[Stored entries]
______________________________

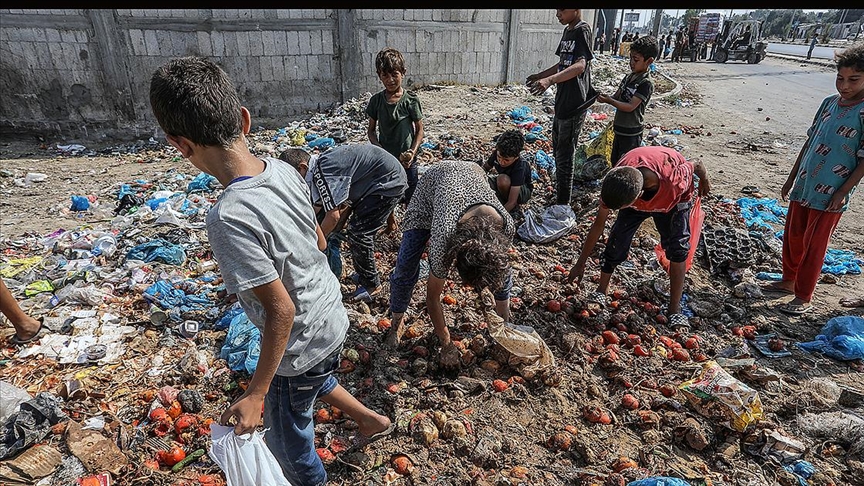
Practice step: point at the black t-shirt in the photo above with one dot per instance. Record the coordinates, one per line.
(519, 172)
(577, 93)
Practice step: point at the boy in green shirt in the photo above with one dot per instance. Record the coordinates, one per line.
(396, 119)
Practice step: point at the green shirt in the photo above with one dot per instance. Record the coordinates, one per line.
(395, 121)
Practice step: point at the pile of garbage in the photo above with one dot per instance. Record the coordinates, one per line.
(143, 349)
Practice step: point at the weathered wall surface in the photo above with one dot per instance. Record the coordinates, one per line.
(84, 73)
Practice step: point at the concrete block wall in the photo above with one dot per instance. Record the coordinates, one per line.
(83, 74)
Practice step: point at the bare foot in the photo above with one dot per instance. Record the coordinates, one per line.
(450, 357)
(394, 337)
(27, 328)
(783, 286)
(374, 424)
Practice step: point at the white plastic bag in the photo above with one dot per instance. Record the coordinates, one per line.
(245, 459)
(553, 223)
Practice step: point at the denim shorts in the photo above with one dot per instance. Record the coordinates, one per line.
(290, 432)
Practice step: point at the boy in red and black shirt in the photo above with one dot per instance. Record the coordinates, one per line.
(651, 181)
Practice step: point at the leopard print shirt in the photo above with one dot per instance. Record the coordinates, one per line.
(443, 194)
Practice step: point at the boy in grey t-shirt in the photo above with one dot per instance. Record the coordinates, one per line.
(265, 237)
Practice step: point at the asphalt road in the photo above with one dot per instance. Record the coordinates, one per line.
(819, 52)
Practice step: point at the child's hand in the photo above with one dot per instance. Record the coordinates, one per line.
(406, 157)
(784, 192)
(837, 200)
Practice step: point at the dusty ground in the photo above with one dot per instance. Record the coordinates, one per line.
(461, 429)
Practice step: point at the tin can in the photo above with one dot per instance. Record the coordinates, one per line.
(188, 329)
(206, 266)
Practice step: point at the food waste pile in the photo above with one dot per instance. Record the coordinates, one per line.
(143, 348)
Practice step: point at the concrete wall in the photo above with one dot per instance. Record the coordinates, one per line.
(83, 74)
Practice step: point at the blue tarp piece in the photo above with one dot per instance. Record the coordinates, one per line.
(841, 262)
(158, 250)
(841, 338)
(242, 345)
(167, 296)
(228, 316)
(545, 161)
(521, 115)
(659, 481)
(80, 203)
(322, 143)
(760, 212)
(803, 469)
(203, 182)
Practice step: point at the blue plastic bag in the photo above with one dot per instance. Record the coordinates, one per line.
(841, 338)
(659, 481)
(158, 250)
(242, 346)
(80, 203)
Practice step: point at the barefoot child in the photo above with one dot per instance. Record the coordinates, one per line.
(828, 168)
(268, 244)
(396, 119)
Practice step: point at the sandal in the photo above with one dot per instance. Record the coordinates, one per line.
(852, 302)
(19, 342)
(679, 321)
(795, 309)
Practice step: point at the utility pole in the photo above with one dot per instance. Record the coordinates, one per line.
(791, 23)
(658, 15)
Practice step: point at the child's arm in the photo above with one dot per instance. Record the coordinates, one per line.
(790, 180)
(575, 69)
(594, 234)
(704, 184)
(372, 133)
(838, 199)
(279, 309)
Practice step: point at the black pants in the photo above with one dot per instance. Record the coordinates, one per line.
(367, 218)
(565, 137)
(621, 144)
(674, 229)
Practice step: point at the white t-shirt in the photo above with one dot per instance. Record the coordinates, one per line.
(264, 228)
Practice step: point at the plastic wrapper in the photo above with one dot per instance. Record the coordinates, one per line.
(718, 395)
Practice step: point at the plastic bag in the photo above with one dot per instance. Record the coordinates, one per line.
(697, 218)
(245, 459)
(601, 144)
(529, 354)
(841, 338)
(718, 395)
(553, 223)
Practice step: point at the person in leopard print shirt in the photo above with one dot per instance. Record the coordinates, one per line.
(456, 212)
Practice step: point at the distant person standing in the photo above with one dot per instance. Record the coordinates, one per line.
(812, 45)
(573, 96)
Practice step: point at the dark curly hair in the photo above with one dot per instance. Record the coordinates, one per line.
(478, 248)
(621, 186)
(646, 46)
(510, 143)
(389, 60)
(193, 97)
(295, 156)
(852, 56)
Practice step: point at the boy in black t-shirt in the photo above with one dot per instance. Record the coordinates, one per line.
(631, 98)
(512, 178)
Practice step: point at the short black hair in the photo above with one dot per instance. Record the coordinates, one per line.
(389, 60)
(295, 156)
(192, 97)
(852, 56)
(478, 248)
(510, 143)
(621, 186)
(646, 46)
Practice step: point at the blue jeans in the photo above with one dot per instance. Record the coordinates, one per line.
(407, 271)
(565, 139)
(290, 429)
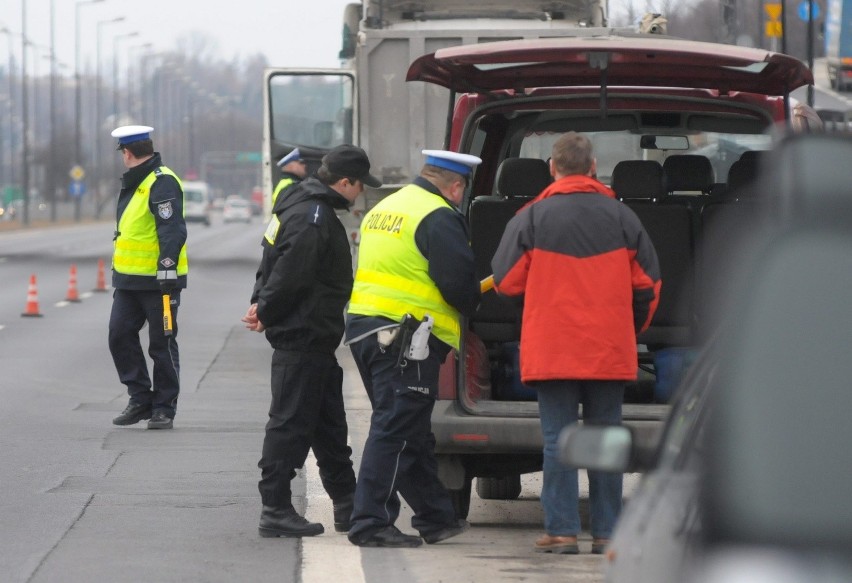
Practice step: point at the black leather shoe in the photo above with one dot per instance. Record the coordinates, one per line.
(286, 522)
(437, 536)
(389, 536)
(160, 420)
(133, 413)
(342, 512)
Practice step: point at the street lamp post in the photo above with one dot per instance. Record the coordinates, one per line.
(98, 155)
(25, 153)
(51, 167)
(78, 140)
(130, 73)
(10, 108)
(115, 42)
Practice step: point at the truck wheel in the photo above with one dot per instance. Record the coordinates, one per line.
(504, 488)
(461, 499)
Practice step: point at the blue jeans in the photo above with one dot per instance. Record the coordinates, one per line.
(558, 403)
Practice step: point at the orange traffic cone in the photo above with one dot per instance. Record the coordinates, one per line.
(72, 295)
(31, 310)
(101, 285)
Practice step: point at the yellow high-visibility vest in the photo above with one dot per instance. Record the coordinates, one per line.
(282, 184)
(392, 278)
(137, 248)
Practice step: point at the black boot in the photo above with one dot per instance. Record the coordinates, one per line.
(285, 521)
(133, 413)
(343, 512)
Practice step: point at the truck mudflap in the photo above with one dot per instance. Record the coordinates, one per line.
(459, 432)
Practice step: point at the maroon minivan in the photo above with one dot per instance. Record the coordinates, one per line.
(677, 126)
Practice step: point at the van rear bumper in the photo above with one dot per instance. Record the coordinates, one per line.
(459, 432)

______________________________

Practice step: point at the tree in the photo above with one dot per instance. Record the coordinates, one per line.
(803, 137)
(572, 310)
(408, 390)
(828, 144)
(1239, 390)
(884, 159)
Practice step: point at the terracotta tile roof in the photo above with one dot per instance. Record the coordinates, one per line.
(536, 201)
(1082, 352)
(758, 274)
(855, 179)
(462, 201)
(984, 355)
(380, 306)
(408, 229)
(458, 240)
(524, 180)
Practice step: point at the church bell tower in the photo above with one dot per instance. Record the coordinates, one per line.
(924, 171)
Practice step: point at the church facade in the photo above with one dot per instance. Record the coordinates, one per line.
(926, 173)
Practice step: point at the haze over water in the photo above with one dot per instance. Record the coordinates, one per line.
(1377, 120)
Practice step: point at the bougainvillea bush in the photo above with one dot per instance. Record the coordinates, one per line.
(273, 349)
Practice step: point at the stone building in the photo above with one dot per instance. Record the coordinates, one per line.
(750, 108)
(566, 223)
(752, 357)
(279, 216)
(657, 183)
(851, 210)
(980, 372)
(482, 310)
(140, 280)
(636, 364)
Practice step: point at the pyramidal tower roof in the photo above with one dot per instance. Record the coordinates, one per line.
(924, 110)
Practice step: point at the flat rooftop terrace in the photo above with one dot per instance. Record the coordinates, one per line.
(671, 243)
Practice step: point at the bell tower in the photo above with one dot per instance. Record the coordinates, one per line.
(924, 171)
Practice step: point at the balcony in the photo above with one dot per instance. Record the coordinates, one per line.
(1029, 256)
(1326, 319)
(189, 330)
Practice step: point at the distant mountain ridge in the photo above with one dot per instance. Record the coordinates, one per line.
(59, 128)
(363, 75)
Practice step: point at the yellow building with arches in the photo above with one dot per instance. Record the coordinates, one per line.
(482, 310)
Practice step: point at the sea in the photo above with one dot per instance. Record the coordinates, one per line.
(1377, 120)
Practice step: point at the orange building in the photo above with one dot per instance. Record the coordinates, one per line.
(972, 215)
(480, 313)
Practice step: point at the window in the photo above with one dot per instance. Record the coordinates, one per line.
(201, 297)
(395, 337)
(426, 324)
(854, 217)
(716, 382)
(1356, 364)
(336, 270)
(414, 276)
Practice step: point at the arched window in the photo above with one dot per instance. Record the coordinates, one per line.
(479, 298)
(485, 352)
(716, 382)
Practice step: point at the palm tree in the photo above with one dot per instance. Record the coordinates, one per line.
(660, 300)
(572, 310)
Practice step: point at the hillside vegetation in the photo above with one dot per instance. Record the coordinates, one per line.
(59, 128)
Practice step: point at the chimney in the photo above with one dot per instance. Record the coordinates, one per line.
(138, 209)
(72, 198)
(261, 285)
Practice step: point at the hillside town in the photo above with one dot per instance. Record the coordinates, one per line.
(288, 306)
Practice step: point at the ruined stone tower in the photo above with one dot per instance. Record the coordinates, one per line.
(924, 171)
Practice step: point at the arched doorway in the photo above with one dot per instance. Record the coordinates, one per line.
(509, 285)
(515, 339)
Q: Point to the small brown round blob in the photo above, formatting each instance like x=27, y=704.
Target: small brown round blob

______________________________

Work to complete:
Nothing but the lines above from the one containing "Q: Point to" through the one containing "Target: small brown round blob" should appear in the answer, each repeated exactly.

Exercise answer:
Q: Point to the small brown round blob in the photo above, formatting each instance like x=27, y=704.
Target: small brown round blob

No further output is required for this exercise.